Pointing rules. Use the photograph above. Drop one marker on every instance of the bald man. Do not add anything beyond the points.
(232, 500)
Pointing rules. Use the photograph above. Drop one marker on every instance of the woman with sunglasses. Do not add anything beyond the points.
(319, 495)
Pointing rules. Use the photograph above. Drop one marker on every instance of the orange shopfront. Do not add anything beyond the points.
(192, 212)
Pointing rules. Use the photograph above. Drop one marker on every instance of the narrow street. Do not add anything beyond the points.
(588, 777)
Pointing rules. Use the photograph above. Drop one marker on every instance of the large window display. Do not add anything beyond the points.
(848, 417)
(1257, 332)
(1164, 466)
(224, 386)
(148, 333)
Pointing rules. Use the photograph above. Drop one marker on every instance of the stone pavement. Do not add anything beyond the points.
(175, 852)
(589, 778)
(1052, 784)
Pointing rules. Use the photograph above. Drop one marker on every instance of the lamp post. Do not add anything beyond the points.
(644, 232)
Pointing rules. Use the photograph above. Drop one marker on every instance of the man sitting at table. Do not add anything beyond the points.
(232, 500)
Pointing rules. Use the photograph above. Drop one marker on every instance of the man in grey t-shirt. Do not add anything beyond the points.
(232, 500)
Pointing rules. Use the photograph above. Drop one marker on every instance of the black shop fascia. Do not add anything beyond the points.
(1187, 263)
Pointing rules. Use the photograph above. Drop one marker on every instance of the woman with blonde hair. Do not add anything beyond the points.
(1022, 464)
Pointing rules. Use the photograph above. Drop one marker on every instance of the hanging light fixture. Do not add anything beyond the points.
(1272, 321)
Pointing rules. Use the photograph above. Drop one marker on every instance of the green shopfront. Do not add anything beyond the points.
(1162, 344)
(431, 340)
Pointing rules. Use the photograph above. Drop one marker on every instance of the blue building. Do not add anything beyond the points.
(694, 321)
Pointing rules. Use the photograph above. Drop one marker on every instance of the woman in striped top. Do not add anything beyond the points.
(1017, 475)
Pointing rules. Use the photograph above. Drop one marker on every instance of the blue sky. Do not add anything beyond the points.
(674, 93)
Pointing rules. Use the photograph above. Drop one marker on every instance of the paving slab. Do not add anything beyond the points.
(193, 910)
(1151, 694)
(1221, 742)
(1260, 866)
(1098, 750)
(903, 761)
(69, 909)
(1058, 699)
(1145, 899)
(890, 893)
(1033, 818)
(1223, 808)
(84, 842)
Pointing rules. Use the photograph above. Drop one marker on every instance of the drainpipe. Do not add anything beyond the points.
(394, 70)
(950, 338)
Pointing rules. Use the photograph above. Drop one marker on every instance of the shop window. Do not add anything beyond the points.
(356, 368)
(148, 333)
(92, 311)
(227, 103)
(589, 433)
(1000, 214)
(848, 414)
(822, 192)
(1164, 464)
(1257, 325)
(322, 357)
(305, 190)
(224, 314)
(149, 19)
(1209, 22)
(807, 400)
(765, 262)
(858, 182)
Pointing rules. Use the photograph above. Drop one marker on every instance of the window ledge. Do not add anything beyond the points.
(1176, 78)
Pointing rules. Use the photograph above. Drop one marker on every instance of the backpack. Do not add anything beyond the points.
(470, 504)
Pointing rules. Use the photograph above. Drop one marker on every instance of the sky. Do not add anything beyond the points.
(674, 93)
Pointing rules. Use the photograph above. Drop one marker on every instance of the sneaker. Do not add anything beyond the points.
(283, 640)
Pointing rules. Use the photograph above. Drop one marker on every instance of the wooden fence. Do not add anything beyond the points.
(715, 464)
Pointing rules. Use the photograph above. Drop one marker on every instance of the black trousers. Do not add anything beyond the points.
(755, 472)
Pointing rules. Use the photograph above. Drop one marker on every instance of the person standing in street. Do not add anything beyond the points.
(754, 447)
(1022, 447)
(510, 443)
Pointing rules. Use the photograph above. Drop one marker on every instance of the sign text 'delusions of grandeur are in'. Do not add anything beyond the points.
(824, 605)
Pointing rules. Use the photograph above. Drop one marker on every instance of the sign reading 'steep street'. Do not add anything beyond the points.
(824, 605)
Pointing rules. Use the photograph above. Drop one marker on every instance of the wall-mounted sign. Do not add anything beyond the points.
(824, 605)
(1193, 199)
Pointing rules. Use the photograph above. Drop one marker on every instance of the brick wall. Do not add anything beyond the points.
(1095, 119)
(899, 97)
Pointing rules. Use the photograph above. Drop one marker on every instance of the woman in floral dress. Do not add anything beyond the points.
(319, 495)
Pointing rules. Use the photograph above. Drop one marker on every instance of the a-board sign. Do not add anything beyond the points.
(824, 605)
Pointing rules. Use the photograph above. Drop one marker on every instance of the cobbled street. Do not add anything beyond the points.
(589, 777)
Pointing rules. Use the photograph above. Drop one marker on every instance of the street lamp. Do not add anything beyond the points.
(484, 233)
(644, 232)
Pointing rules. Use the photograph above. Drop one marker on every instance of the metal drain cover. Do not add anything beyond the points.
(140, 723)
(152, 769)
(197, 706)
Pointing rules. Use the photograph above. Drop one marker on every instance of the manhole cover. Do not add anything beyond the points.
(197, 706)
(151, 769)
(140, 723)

■ Description of the task: Reproduce the material word for word, starting at the line containing "of the a-board" and continuing through its final line, with both ends included.

■ Task solution:
Pointing rules. Use the photograph above. Drop one marker on every instance of the a-board sign. Do not add anything beyond the points.
(824, 605)
Pointing rules. Use the photograph above. Drop one marker on every instance of the cobbled street. Do not add anything beyond the points.
(589, 777)
Pointing rules. Use the photograph above. Drop one marker on every instance of the street lamp. Do not add anything beyond the points.
(484, 233)
(644, 232)
Pointing rules. Use the photograph above. Drop one marker on every instance of the metal drain cover. Do not add anything beyond the points.
(140, 723)
(152, 769)
(197, 706)
Pointing rules. Use the photograph above. Drop one marker on every instance of the manhole cover. Do not add anything beyond the points.
(197, 706)
(151, 769)
(140, 723)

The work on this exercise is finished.